*** Passage for review

I was diagnosed with papillary carcinoma with a follicular variant in 2003. Had my thyroid and isthmus removed leaving one parathyroid. I had radiation and sat in a lead room for 4 days. A year later it metastasized to my lymph nodes. Had 2 more radical dysections removing the lymph nodes and did well for a while. Now the lymph nodes are back in my neck causing pressure on the carotid and lots of pain. I have lymph nodes on my left hip that hurt and go all the way down to the top of my left thigh. I have been told that I know longer have thyroid cancer and it looks like a low grade lymphoma. The oncologist I'm seeing says he's not convinced it's cancer.
I was in the hospital a couple of days ago with a pain level of 7/8 from my neck. I thought I had tonsillitis. The Er doc said my tonsils had atrophied and that it felt like there may be a blockage or some kind of abscess. So they told me to go over the hill to a larger hospital that could do a mri. I went to the other hospital. They're thoughts were the same and they did some blood work and a CAT scan. The scan showed several lymph nodes and they were not in the carotid this time. Just behind it pushing and causing the pain. My airways are fine at this time so they sent me home and told me to follow up with my oncologist whom I don't see until May.

******

* Work instructions
a - Copy everything from "I was in the" down to "see until May." in the post about thyroid cancer, word for word.
b - In the post about thyroid cancer, how many days did the writer spend in a lead room after radiation?

*** Given entries

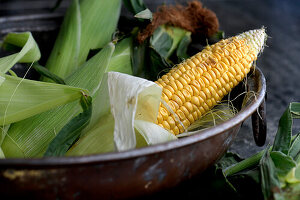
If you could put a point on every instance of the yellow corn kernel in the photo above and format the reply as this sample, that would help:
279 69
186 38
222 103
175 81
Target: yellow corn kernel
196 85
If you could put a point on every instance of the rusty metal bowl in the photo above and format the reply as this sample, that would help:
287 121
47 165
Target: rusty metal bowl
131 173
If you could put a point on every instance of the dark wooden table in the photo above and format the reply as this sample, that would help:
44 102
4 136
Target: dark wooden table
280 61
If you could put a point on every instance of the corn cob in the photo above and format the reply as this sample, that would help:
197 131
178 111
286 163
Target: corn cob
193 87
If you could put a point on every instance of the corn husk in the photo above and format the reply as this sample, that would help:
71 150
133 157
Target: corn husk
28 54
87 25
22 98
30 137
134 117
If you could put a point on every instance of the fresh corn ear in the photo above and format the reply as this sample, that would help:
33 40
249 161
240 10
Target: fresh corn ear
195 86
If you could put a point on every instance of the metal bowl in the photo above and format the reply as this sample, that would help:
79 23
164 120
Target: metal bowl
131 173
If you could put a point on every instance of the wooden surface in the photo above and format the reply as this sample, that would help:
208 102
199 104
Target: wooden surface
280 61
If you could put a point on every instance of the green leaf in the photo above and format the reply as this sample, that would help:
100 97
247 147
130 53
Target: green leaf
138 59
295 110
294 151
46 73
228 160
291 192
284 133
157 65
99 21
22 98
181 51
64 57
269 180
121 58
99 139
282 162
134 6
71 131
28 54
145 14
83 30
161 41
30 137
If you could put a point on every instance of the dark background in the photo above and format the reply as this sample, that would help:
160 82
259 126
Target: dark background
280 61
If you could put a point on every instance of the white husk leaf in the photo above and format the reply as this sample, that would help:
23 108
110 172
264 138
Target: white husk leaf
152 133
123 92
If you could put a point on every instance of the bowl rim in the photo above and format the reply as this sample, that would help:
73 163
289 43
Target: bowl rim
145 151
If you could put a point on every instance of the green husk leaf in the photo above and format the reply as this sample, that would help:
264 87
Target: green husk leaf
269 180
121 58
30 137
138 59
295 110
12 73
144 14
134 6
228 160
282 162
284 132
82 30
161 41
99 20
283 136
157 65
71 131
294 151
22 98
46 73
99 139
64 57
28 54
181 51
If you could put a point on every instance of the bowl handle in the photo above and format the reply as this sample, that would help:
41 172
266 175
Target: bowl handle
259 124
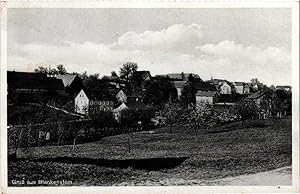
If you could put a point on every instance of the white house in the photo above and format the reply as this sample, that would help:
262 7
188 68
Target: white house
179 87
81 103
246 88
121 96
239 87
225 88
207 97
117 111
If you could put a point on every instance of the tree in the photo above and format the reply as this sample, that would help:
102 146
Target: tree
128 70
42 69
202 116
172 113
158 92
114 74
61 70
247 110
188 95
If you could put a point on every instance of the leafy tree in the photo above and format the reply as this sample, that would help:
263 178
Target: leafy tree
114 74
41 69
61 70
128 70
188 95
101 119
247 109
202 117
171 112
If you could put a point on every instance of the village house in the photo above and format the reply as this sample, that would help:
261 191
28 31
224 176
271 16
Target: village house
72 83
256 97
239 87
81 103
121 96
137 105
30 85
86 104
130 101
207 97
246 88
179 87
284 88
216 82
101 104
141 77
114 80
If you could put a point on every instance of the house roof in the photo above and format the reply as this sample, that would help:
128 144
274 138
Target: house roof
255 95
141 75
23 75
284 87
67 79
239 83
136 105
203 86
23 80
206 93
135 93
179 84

******
*** Given entries

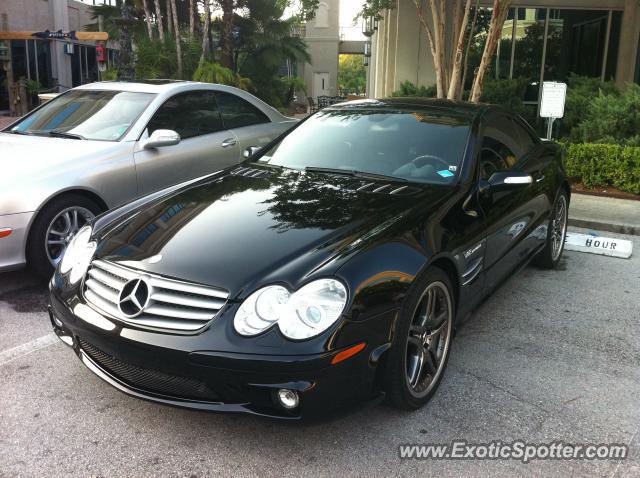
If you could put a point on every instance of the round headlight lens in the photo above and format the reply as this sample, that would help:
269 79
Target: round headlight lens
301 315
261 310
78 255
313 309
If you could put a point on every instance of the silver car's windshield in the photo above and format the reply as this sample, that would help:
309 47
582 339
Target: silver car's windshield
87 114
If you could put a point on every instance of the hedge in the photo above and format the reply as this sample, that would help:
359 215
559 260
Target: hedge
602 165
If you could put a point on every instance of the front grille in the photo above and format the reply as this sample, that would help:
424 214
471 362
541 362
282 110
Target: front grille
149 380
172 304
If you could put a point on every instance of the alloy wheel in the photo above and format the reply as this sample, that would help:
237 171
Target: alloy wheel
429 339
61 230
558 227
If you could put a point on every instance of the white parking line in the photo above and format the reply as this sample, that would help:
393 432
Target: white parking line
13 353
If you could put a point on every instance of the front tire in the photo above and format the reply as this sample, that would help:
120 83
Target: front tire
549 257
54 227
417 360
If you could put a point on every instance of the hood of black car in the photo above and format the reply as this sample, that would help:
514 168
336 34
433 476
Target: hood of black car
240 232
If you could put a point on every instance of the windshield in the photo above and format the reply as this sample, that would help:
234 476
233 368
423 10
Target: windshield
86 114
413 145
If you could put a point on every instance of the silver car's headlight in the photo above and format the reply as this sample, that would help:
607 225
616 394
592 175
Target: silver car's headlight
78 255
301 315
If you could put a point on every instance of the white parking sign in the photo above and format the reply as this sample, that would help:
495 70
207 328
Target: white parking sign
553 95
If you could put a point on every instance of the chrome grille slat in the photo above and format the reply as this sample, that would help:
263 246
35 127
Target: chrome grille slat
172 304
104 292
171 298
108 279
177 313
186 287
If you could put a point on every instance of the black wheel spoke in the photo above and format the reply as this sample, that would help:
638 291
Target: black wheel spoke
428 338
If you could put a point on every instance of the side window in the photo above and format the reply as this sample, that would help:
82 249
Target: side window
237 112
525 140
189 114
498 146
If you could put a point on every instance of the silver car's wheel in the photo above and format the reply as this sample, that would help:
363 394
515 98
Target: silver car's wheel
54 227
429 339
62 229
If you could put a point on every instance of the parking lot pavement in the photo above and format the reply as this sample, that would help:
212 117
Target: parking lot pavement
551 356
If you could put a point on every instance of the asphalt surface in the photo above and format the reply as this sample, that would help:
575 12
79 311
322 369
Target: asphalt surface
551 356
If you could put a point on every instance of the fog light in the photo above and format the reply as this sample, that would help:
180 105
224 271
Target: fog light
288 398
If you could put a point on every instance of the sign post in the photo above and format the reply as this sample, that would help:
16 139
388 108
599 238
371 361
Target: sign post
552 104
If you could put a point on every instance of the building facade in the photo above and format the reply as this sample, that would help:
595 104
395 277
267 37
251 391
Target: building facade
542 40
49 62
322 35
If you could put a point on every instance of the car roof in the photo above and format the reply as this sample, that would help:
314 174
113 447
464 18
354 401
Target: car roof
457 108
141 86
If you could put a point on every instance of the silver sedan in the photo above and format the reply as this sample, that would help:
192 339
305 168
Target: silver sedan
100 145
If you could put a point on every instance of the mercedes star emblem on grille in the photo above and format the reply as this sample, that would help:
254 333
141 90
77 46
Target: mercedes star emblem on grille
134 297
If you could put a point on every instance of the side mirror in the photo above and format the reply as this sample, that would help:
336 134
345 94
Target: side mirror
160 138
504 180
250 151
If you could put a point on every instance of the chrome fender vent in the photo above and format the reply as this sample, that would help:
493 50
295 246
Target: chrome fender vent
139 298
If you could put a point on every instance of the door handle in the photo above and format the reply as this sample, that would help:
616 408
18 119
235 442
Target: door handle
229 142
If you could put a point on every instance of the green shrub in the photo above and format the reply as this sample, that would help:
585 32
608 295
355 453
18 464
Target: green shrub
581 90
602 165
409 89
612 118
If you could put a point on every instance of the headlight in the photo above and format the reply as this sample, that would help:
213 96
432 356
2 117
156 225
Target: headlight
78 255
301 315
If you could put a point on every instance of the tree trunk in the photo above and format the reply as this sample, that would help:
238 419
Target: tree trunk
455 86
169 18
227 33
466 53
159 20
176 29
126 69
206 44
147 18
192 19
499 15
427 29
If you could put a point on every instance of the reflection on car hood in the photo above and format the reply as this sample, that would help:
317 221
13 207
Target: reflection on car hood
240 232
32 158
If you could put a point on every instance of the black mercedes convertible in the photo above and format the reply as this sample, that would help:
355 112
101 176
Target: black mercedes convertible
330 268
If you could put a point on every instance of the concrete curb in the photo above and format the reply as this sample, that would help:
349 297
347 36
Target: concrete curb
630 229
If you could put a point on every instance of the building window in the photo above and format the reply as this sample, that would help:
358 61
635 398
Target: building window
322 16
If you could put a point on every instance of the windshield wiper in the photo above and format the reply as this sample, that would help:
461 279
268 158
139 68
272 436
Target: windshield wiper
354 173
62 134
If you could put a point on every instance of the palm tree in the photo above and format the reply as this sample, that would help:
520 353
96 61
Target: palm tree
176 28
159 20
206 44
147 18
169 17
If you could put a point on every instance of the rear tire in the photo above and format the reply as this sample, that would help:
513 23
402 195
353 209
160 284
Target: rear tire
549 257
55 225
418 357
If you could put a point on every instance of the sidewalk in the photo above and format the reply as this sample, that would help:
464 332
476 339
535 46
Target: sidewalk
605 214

******

* Per-task answers
a -
I was in the hospital a couple of days ago with a pain level of 7/8 from my neck. I thought I had tonsillitis. The Er doc said my tonsils had atrophied and that it felt like there may be a blockage or some kind of abscess. So they told me to go over the hill to a larger hospital that could do a mri. I went to the other hospital. They're thoughts were the same and they did some blood work and a CAT scan. The scan showed several lymph nodes and they were not in the carotid this time. Just behind it pushing and causing the pain. My airways are fine at this time so they sent me home and told me to follow up with my oncologist whom I don't see until May.

b - Four days.